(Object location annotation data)
****************************************

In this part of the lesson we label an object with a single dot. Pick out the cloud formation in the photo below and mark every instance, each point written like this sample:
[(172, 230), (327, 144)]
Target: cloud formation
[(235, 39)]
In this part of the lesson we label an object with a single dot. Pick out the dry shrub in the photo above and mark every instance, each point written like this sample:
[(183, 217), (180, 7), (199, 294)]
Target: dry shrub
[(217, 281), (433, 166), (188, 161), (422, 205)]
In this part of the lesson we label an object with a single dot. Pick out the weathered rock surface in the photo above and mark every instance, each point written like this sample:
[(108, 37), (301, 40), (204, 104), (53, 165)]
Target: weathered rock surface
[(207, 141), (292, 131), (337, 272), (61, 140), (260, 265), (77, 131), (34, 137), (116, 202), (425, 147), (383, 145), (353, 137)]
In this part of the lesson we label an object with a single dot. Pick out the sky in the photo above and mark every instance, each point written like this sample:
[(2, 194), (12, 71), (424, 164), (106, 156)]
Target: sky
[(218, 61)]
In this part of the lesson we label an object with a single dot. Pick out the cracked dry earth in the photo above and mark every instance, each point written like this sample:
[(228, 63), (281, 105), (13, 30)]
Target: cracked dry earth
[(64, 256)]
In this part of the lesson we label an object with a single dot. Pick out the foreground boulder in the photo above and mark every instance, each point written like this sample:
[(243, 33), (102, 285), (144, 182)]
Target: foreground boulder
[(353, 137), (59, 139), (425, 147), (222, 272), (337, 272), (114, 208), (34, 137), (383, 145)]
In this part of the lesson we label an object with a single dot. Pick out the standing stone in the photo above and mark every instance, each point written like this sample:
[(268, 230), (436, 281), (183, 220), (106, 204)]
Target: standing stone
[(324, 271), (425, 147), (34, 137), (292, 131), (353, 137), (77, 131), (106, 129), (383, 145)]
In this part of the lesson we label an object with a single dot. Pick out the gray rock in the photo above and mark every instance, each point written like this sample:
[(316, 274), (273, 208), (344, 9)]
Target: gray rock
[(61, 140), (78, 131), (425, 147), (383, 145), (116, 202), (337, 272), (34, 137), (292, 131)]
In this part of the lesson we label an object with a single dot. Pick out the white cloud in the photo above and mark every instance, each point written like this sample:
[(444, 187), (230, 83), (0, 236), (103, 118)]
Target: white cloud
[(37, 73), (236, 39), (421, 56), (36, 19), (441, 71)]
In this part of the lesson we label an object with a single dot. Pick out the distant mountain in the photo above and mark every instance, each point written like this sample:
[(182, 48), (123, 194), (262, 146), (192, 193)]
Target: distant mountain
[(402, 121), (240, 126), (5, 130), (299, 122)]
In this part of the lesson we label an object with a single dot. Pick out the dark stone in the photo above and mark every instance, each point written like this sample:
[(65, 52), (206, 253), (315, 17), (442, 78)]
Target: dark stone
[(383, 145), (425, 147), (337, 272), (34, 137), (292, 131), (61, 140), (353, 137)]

****************************************

Directions for this task: Please revise the material starting at its first line and ending at the line containing "145), (353, 137)]", changing "lesson" to "module" and leaving everything else as it is.

Worked solution:
In this part of the module we label an object with a single dot. Pick out the cloud formation in the photo below and mark every instance, each point written like this sample:
[(172, 230), (327, 144)]
Target: cloud formation
[(235, 39)]
In this part of the module we label an object with a single dot. Pick out the dry shrub in the photo above and mark every instance, each point written like this sample:
[(183, 217), (180, 7), (199, 294)]
Target: dry shrub
[(217, 281), (433, 166), (188, 161), (422, 205)]
In this part of the module we label an object with a single dot. Pick out the weathered rock surface in the photo above and mark every instance, each point written like this sample:
[(108, 37), (301, 40), (204, 104), (53, 165)]
Target: weathered rock surface
[(207, 141), (292, 131), (337, 272), (61, 140), (260, 265), (77, 131), (34, 137), (116, 202), (425, 147), (383, 145), (353, 137)]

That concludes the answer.